- _What is expected_
Quote each of the records below line for line, with no changes to the wording.

-- BEGIN --

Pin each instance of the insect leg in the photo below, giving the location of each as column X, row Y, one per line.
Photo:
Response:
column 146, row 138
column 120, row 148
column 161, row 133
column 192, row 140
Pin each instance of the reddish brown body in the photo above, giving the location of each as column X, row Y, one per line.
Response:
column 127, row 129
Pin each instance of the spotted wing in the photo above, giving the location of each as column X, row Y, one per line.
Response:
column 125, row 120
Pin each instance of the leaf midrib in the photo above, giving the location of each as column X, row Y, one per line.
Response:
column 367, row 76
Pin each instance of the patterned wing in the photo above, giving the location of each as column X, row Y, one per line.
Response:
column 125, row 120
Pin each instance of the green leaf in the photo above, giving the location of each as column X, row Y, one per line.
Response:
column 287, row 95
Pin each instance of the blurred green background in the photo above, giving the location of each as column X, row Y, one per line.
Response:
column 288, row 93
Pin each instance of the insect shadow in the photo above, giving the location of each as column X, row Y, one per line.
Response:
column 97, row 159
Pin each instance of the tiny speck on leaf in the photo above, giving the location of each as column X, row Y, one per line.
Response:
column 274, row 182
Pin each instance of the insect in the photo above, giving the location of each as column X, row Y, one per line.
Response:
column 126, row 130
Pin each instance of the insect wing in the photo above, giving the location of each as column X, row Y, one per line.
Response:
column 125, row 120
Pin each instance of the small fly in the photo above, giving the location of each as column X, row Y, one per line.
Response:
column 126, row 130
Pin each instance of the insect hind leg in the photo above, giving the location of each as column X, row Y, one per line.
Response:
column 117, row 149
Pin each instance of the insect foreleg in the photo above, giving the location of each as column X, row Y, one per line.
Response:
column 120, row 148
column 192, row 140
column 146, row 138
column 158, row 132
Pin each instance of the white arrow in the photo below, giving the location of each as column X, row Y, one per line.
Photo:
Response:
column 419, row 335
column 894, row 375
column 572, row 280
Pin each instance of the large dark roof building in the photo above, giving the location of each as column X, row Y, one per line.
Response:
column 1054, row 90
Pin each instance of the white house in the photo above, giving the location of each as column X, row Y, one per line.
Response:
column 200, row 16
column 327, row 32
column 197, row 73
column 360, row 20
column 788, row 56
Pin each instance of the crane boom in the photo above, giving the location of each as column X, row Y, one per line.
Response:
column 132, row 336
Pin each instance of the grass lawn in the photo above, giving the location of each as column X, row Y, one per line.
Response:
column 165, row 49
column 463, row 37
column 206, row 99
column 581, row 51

-- END --

- _The output_
Pin each instance of the insect leg in the photo below, giving the location of each as column X, row Y, one per line.
Photo:
Response:
column 146, row 138
column 120, row 148
column 161, row 133
column 192, row 140
Pin each instance of the reddish brown body in the photo above, giving the location of each as column X, row Y, one per line.
Response:
column 127, row 129
Pin each instance of the spotted wing in the photo above, giving the location of each as column X, row Y, one per line.
Response:
column 125, row 120
Pin each instance of the leaf midrib in the photo above, giving the location of each as column X, row Y, one per line.
Response:
column 367, row 76
Pin each instance of the patterned wing in the photo above, giving the location of each as column X, row Y, one per line.
Response:
column 125, row 120
Pin each instance of the green leaf in the photo above, giving the location of each as column X, row Y, one per line.
Response:
column 287, row 95
Pin each instance of the blurred green background in the photo above, giving the location of each as column X, row Y, one per line.
Response:
column 288, row 93
Pin each instance of the insect shadow in the photo above, giving the location of each as column X, row Y, one per line.
Response:
column 97, row 159
Pin each instance of the tiny speck on leaf in the photo above, giving the location of each as column X, row Y, one per line.
Response:
column 274, row 182
Pin each instance of the insect in the photo above, giving the location of each as column X, row Y, one per line.
Response:
column 126, row 130
Pin each instance of the insect wing in the photo above, giving the location of each as column X, row Y, one per line.
Response:
column 125, row 120
Pin each instance of the small fly in the photo above, giving the location of each as column X, row Y, one per line.
Response:
column 126, row 130
Pin each instance of the insect hind leg in the photo above, giving the location of each as column X, row Y, one per line.
Response:
column 117, row 149
Pin each instance of the insect foreleg in the photo above, giving the location of each as column X, row Y, one per line.
Response:
column 120, row 148
column 192, row 140
column 146, row 138
column 158, row 132
Pin each instance of the white arrow in the photo below, giving the location of each as column X, row Y, one per line.
Photo:
Response:
column 419, row 335
column 894, row 375
column 572, row 280
Pin each instance of the large dark roof building in the photo above, giving the location of each as column X, row Y, one per line.
Response:
column 1054, row 90
Pin each instance of the white house in the photo above, giving the location of each as column X, row Y, one per line.
Response:
column 200, row 16
column 327, row 32
column 197, row 73
column 360, row 20
column 788, row 56
Pin each instance of the crane boom in the photo above, giving the location of each as column X, row Y, one per line.
Response:
column 132, row 336
Pin each instance of the grass lawn in the photo above, giving the location of each as column X, row Y, one per line.
Response:
column 165, row 49
column 463, row 37
column 206, row 99
column 581, row 51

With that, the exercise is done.